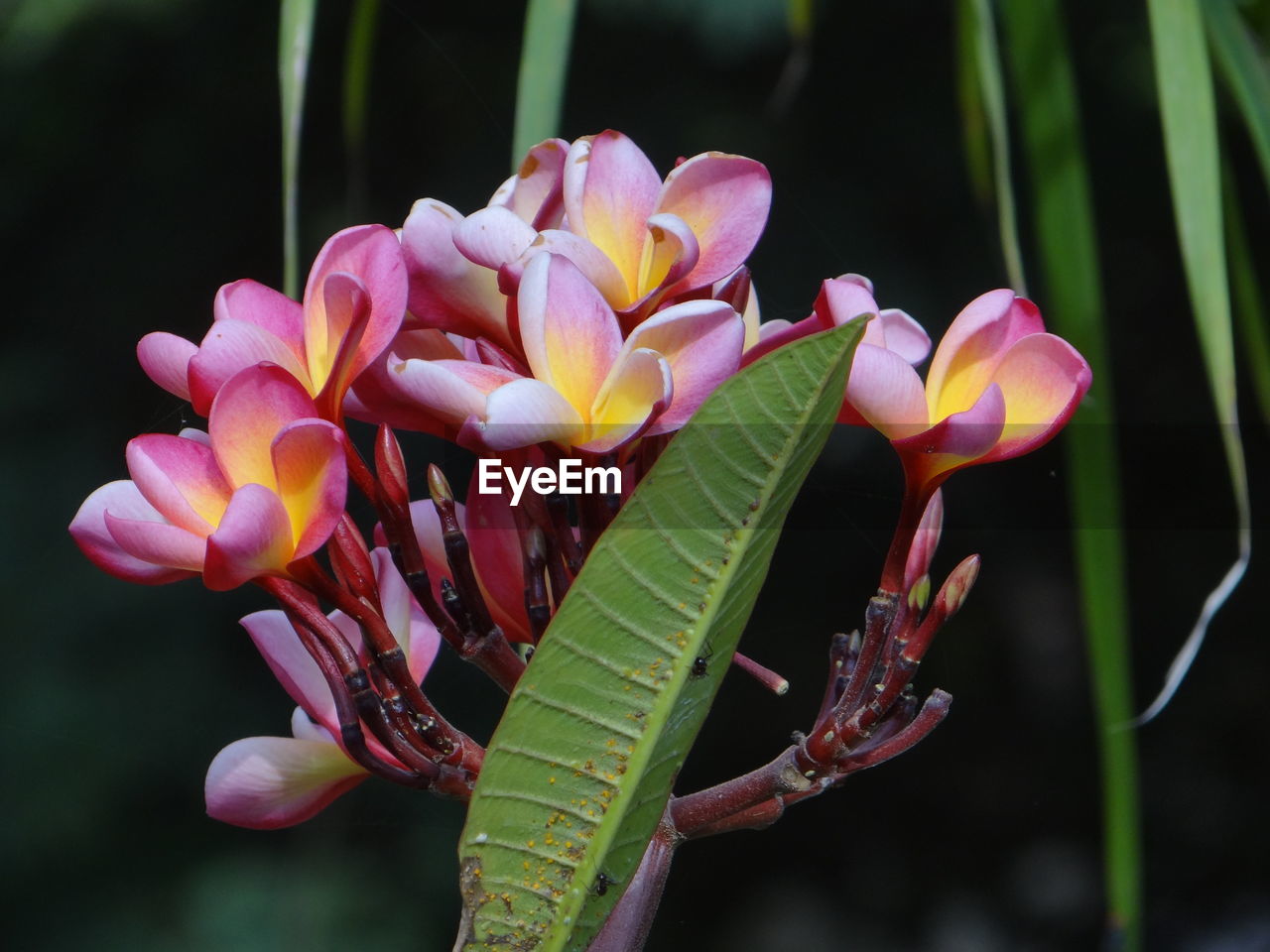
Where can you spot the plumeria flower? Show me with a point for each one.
(599, 203)
(353, 304)
(841, 299)
(581, 385)
(261, 489)
(998, 386)
(272, 782)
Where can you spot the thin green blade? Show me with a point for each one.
**********
Task objective: Write out the records above in full and exactly, with no pictures.

Task result:
Where can you spot the plumeria flower? Show me with a point for each one.
(599, 203)
(353, 304)
(841, 299)
(581, 385)
(261, 489)
(998, 386)
(272, 782)
Where can you spot the thin green blade? Show me with a point for each one.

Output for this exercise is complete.